▶ Your tasks:
**1)** According to the weekly market review, by how much did UK economic output drop in the second quarter?
**2)** Continue the weekly market review from its final sentence.

— BEGIN Selected passage —

Review of the week: So much for summer

​The UK went backwards in the second quarter as businesses trod water ahead of the Brexit deadline. Our chief investment officer, Julian Chillingworth, ponders what it means for interest rates.

12 August 2019

UK GDP growth was negative for the first time in seven years. Economic output dropped 0.2% in the second quarter; it was forecast to come in exactly flat (0%).

Industrial output slumped by a magnitude not seen since 2012. Car manufacturing was particularly grim, which shouldn’t be too much of a surprise given a rash of staff cuts and shuttered production lines this year. Construction activity dropped as well and services were weak. Household spending is still growing, but at a slower rate than earlier in the year.

The shock fall in GDP sent the pound tumbling yet lower and increases the chance of a UK recession this year (two quarters of negative growth). The pound is incredibly weak which puts upward pressure on inflation and the cost of imports. A survey by the Bank of England (BoE) suggests firms aren’t planning a preparatory splurge to get their houses in order before the Halloween Brexit deadline either. It seems that (mostly large) businesses got themselves ready before the last, lapsed, deadlines. Smaller businesses, in the main, haven’t done a thing and likely won’t until Brexit hits them in the face.

So not much chance of a third-quarter pick-up in business activity to stave off a recession then. Households are beginning to creak too. Mortgage repossessions have risen recently, an unusual phenomenon when wages are increasing and unemployment is falling. Year-on-year GDP growth has now dipped below the BoE’s estimate of the UK’s sustainable long-term expansion of 1.5%, which means another rate cut is on the table regardless of Brexit. Whether that would do any good is a matter of debate in economic circles, however.

That hasn’t stopped Asia-Pacific central banks from slashing interest rates in the face of the latest trade scuffle between China and America. India, New Zealand and Thailand all cut rates by more than expected in the aftermath of the fall in the renminbi.

As global growth frays, central bankers are hunkering down. But they are running preciously low on ammo. They must be praying that the little interest rate room they have left can actually make a difference.I

Index

1 week

3 months

6 months

1 year

FTSE All-Share

-1.4%

1.5%

5.4%

-2.8%

FTSE 100

-1.6%

1.9%

5.7%

-2.1%

FTSE 250

-0.8%

-0.2%

4.2%

-5.5%

FTSE SmallCap

-0.7%

-1.7%

2.7%

-4.8%

S&P 500

-0.1%

10.0%

16.3%

10.5%

Euro Stoxx

-0.2%

7.9%

14.5%

-0.3%

Topix

-0.8%

8.6%

10.2%

-1.0%

Shanghai SE

-4.5%

1.5%

9.7%

2.4%

FTSE Emerging

-1.6%

5.3%

5.9%

2.5%

 

Source: FE Analytics, data sterling total return to 9 August

Trouble brewing

It’s power grab time in the East.

China is leaning on island neighbour Taiwan as protests in Hong Kong against mainland Chinese influence flow into their tenth week. Meanwhile, India has revoked the autonomy of Kashmir, an embattled Muslim province in the nation’s north.

Late last month, China stopped allowing mainland tourists from visiting Taiwan unless they are part of a tour. The bureaucratic change is forecast to reduce visitors to the island by about 10% and shave 0.2% off GDP growth. China is angry with Taiwan because of its cosiness with America, which just sold Taiwan a bunch of weapons, and for its vocal support of Hong Kong protesters. Taiwan is the last bastion of the Republic of China, which was chased from the mainland by Mao Zedong’s Red Army in 1949. It remains politically independent, although its economy depends heavily on the communist mainland.

— END Selected passage —
— BEGIN Data listing —

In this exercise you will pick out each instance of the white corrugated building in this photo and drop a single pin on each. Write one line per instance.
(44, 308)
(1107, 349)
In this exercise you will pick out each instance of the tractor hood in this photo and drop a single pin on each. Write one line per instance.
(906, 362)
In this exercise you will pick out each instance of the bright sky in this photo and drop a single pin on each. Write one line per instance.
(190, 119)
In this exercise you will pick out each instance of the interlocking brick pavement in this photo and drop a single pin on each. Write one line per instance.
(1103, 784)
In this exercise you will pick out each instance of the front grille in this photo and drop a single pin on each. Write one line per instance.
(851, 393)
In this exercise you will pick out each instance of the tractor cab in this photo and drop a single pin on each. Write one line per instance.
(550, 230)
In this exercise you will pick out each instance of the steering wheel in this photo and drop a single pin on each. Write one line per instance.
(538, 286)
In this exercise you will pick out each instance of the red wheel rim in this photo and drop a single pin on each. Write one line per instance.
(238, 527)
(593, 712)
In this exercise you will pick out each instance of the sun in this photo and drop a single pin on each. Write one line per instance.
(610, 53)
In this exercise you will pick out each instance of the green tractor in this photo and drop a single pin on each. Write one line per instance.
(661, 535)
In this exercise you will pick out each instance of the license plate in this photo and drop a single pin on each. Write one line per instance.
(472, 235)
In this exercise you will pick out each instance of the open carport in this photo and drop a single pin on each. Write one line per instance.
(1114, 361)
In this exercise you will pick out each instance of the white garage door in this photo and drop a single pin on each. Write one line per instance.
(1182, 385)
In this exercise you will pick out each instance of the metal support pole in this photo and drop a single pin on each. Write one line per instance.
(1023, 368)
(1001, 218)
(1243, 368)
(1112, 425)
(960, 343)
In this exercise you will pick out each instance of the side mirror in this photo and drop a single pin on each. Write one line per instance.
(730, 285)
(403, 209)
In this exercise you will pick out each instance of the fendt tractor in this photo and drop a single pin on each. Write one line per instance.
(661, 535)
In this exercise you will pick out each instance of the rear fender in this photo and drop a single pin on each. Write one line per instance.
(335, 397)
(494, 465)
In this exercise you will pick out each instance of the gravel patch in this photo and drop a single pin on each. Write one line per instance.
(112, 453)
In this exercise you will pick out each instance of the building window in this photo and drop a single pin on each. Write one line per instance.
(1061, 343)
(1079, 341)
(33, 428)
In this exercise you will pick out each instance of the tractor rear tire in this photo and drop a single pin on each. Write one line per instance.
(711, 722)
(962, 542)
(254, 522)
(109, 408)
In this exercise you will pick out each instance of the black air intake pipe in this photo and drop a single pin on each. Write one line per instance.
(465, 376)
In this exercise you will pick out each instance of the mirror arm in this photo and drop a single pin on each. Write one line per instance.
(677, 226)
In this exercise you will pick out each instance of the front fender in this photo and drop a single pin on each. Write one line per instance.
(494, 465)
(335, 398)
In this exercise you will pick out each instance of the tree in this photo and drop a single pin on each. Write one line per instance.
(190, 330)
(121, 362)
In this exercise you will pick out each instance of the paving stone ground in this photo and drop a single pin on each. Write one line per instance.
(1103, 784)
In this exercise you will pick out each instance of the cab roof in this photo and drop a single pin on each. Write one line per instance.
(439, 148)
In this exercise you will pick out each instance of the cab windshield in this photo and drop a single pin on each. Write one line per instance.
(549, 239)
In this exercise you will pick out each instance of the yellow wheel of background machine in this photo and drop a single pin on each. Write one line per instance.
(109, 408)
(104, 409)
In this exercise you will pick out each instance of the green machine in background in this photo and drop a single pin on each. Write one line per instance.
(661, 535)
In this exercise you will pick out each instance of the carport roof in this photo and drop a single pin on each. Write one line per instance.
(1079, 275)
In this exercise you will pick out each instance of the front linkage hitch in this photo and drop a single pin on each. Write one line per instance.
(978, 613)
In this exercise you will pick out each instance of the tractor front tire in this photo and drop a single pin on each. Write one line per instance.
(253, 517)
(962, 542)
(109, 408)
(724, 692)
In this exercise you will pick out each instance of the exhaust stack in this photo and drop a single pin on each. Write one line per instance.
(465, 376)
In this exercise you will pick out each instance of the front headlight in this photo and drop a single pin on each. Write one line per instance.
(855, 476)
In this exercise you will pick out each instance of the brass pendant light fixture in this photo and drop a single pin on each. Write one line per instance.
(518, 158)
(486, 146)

— END Data listing —

▶ Exercise responses:
**1)** It dropped 0.2%.

**2)**
As for Hong Kong, it is part of greater China yet largely autonomous due to the 1997 ‘one country, two systems’ agreement of its independence from UK rule. The communist party has meddled in Hong Kong for some time so it can punish any dissent from across the border. It went one step too far earlier this year. It tried to pass laws in Hong Kong that would allow people to be whisked away to the mainland for criminal and political reasons, circumventing the rule of law that is one of Hong Kong’s most valuable assets (both for its people and its economy). The people took to the streets and remained there. General strikes have been called and observed, a bizarre sight in a service economy based on banking and finance. As the dispute rages on, the People’s Liberation Army are reportedly itching to liberate Hong Kong from its people by force. This would be a dramatic escalation. It is unlikely to end with a repeat of Tiananmen Square, the massacre of hundreds of students in 1989. But even the threat of Chinese troops has pushed several companies to avoid Hong Kong as a commercial base and a few others to plan moves to nearby Singapore. Hong Kong is important to China because of its liberal society and open economy that allows it to host all the companies that closed communist China cannot. Would it crush its golden egg? Hong Kong used to boast more container traffic and a stock market that was four times the size of China. Now, 22 years later, Hong Kong trade is a rounding error of China’s total and the mainland’s stocks are 1.5 trillion more valuable than its satellite. Perhaps it sees a chance to reunify and sees economic collateral damage as a reasonable price to pay.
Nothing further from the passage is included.